**Предоставленный отрывок:**
Женские марши по субботам стали знаком и правилом протестного движения в Беларуси. Если в начале протестов силовики старались не задерживать женщин, то сейчас их хватают с той же жестокостью, что мужчин. В субботу были задержаны 430 человек, в том числе известная активистка протеста, 73-летняя Нина Багинская. В воскресенье в Гомеле ОМОНовцы тащили по асфальту беременную. Женщины становятся в “сцепку”, срывают маски с силовиков и отбивают у них задержанных.
О женской составляющей протестов в Минске и других городах Беларуси – в интервью с Ольгой Шпарагой, соосновательницей независимого Европейского колледжа Liberal arts в Минске, исследователем и участницей фем-группы поддержки Координационного совета. О пытках и солидарности на улицах белорусских городов, о "несогласном обществе с женским лицом", о деле художницы Надежды Саяпиной и о неожиданной роли картины “Ева” Хаима Сутина в консолидации протеста.
– В белорусском протесте обращает на себя внимание его большая женская сила. Не говорю о фигурах Колесниковой и Тихановской, есть такая великая женщина, как Нина Багинская, практически народный символ. Мы наблюдаем за огромным политическим театром, где женщины играют свои поразительные роли. Чем это можно объяснить?
– Есть несколько причин. Одна связана с фигурой кандидата Виктора Бабарико, который попал три месяца назад в тюрьму (в воскресенье дочь Бабарико – Мария –зачитала в ютьюбе обращение отца к протестующим – Прим.РС). Он поддерживал в Беларуси площадки, связанные с культурой: независимый театральный фестиваль "Те-арт", частично фестиваль "Листопад", большое пространство "ОК-16" на улице Октябрьской, арт-галерею. Кураторки, арт-менеджерки – женщины – реагировали в знак солидарности с Бабарико. В целом женщины всегда были активны, они работают в НКО, в социальных, культурных, экологических проектах. Еще одна важная причина связана с коронавирусом: поведение Лукашенко и в целом кризис системы здравоохранения, эрозия социального государства поставили под вопрос базу женской поддержки, которая у Лукашенко всегда была. Это женщины в этой сфере, связанные с заботой: и те, кто эту заботу оказывают, и как уязвимая группа.
Поведение Лукашенко и кризис системы здравоохранения поставили под вопрос базу женской поддержки, которая у Лукашенко всегда была
Лукашенко по-хамски всеми способами эту группу уничтожил. Это большая мобилизационная группа. Я бы две причины выделила: активистки, которые находились в тени и вышли на сцену вокруг новых лидерок, и социальная группа, которую Лукашенко разрушил своей реакцией на коронавирус.

**Данные локализации: одна точка на экземпляр:**

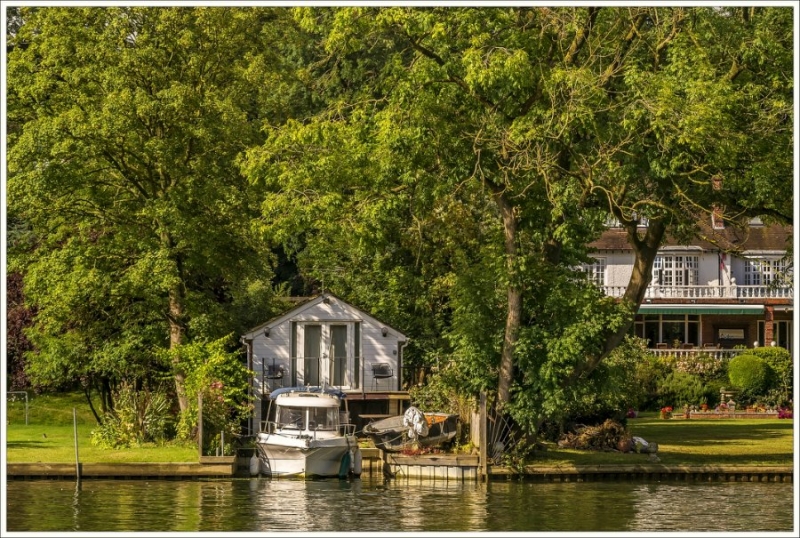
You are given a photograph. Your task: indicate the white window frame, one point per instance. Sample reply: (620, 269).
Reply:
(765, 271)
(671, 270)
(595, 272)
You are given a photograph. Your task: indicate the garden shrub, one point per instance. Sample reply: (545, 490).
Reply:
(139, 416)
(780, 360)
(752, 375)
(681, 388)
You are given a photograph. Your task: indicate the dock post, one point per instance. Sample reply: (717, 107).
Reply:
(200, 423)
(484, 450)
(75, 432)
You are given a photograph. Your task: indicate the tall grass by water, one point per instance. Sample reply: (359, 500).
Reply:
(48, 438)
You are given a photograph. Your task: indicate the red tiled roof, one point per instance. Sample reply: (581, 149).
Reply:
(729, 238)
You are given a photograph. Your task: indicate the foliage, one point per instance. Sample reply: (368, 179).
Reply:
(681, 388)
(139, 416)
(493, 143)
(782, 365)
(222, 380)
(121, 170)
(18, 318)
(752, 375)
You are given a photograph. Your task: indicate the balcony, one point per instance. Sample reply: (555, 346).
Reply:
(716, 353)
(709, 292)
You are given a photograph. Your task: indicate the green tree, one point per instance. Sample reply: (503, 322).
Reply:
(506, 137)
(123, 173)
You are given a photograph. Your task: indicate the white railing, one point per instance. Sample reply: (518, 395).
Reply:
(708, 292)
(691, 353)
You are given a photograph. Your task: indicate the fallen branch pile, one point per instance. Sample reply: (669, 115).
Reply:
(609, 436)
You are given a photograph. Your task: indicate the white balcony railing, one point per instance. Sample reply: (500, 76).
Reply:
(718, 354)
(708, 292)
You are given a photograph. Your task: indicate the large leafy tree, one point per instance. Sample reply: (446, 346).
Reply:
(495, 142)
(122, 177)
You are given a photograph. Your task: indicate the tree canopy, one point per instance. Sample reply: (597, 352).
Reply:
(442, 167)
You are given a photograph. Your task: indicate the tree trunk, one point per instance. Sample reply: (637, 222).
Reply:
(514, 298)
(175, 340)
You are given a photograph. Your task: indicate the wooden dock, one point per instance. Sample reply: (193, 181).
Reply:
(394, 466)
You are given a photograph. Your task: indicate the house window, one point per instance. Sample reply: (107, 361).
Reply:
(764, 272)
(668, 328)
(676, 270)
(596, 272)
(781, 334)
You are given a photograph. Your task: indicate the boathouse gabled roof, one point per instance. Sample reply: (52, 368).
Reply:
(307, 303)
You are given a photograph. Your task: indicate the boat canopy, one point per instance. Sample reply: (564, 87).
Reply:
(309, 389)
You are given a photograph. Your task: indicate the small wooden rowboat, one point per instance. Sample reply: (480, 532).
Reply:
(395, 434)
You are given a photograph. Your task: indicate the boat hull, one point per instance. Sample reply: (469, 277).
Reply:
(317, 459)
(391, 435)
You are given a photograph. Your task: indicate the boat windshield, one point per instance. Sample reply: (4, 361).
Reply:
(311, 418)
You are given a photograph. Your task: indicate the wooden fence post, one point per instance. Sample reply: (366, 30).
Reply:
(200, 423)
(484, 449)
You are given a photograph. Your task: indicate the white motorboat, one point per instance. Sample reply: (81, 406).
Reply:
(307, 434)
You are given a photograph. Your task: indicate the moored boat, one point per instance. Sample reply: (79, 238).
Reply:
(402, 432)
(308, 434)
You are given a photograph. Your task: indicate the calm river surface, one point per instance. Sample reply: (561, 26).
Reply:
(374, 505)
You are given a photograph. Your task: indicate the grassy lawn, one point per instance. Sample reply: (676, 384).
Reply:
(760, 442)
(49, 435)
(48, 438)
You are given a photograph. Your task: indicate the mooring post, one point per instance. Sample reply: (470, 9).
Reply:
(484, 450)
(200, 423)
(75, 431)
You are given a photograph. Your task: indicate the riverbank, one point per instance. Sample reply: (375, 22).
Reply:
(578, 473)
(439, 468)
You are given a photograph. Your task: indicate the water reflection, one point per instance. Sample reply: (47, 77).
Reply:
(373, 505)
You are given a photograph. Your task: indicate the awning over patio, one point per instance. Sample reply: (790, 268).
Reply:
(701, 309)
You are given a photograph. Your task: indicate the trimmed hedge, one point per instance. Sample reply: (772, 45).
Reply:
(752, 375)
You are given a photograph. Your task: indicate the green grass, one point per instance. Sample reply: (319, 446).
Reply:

---

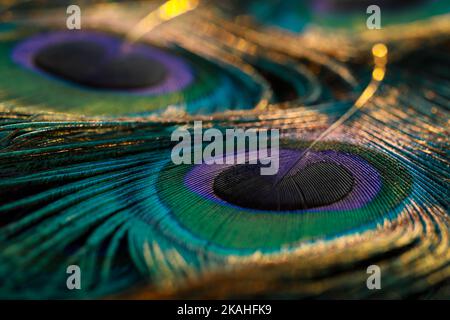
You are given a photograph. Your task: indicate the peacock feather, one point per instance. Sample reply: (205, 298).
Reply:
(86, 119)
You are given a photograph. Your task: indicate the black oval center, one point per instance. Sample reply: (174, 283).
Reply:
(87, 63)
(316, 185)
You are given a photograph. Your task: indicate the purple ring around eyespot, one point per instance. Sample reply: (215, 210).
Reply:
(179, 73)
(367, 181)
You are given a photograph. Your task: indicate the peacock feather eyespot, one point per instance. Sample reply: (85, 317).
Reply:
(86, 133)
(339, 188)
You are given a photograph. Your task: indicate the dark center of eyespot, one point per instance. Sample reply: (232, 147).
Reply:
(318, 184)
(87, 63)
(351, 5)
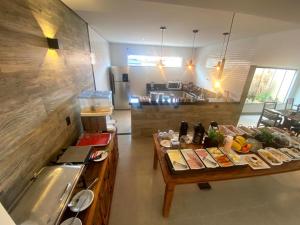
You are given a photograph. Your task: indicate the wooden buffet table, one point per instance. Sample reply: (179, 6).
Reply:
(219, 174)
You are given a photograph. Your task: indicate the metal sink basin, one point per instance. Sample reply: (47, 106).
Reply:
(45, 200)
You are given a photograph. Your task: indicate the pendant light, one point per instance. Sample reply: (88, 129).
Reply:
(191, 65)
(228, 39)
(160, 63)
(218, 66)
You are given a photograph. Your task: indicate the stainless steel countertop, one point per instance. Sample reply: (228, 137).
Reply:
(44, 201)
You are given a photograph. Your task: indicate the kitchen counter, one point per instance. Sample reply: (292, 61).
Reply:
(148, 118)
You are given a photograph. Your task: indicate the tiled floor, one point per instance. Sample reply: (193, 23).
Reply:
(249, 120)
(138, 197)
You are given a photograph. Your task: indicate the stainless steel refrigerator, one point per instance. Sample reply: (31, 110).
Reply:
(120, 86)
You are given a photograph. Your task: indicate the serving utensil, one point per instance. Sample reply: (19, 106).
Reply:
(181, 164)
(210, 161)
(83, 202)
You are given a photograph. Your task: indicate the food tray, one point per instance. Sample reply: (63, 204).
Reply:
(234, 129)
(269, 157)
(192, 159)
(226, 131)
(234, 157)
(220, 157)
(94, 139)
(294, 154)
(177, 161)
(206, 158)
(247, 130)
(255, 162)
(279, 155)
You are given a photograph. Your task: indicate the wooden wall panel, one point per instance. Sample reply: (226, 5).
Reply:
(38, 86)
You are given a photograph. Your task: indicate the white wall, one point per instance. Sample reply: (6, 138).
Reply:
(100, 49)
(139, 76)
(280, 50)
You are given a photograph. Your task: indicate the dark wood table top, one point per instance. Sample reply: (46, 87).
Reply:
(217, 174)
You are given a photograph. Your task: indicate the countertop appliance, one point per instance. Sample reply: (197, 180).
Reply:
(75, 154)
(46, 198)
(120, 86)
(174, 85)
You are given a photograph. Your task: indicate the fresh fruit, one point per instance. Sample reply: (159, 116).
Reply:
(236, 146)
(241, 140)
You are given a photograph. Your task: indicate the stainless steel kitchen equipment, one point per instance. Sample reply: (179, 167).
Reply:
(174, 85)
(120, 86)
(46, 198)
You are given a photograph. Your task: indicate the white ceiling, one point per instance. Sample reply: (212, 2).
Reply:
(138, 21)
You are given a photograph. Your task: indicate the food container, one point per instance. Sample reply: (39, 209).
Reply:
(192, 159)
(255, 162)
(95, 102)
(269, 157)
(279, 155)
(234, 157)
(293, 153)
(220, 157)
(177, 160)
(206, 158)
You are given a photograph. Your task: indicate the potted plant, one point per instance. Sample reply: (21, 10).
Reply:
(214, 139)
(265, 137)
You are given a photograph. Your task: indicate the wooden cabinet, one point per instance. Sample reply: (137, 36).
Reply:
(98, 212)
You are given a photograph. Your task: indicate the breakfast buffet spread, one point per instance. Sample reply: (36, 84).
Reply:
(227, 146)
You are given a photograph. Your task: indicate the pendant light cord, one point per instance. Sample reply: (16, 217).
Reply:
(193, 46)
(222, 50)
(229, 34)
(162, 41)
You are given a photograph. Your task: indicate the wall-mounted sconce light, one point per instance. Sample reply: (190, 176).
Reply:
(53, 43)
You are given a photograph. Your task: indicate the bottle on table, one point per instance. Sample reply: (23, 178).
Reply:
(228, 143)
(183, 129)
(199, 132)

--

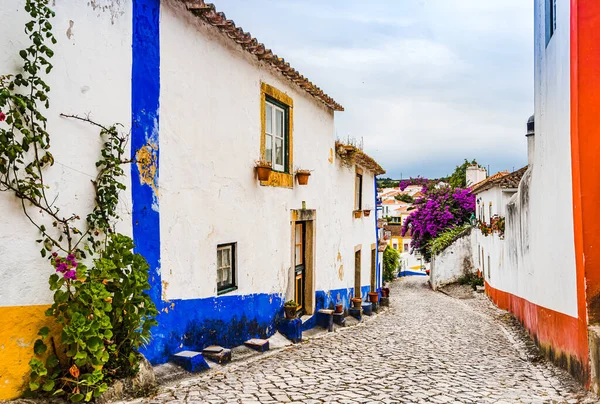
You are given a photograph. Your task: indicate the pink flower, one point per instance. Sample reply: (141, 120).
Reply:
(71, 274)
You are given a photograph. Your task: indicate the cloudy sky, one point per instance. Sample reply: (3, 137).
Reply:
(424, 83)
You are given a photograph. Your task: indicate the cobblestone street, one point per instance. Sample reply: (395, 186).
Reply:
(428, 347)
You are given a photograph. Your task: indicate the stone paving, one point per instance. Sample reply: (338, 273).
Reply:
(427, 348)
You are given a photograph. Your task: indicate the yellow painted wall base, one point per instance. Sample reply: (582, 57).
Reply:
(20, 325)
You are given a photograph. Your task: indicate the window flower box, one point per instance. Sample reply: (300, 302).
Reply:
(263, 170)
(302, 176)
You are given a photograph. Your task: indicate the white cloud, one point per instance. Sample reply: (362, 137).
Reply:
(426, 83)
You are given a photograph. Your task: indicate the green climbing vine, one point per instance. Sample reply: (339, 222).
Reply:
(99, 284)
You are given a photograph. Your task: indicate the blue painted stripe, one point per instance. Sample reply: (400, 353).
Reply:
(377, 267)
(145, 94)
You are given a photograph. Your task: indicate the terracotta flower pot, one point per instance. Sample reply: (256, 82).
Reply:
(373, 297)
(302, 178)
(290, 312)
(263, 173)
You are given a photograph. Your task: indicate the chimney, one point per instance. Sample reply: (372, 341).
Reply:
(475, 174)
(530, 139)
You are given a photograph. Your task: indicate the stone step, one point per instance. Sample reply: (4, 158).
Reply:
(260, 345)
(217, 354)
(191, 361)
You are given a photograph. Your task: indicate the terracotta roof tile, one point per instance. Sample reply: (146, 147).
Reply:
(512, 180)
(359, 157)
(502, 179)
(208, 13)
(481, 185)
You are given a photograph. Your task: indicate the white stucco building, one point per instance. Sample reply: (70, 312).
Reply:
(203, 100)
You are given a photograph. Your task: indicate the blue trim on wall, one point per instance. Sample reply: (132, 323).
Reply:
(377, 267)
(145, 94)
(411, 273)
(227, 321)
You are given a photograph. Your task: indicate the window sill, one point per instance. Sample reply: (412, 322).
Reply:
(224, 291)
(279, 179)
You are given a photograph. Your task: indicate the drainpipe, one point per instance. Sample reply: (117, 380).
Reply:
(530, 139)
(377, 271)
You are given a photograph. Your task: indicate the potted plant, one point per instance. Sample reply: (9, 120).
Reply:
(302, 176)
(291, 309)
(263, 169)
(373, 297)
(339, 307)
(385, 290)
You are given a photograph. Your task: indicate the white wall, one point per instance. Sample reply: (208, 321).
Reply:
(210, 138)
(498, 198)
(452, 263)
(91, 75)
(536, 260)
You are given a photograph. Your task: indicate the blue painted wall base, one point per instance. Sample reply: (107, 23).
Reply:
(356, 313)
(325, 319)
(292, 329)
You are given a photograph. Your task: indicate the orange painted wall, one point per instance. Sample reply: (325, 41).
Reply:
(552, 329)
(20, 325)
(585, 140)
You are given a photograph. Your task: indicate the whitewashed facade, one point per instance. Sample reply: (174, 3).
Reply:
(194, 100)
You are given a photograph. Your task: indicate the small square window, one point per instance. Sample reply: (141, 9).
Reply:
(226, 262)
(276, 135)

**Цель задания:** Пожалуйста, повторите дословно часть отрывка о женщинах в белорусском протесте между словами «О женской составляющей» и «это можно объяснить?» включительно. Записи никак не связаны с отрывком.

**Ответ на задание:**
О женской составляющей протестов в Минске и других городах Беларуси – в интервью с Ольгой Шпарагой, соосновательницей независимого Европейского колледжа Liberal arts в Минске, исследователем и участницей фем-группы поддержки Координационного совета. О пытках и солидарности на улицах белорусских городов, о "несогласном обществе с женским лицом", о деле художницы Надежды Саяпиной и о неожиданной роли картины “Ева” Хаима Сутина в консолидации протеста.
– В белорусском протесте обращает на себя внимание его большая женская сила. Не говорю о фигурах Колесниковой и Тихановской, есть такая великая женщина, как Нина Багинская, практически народный символ. Мы наблюдаем за огромным политическим театром, где женщины играют свои поразительные роли. Чем это можно объяснить?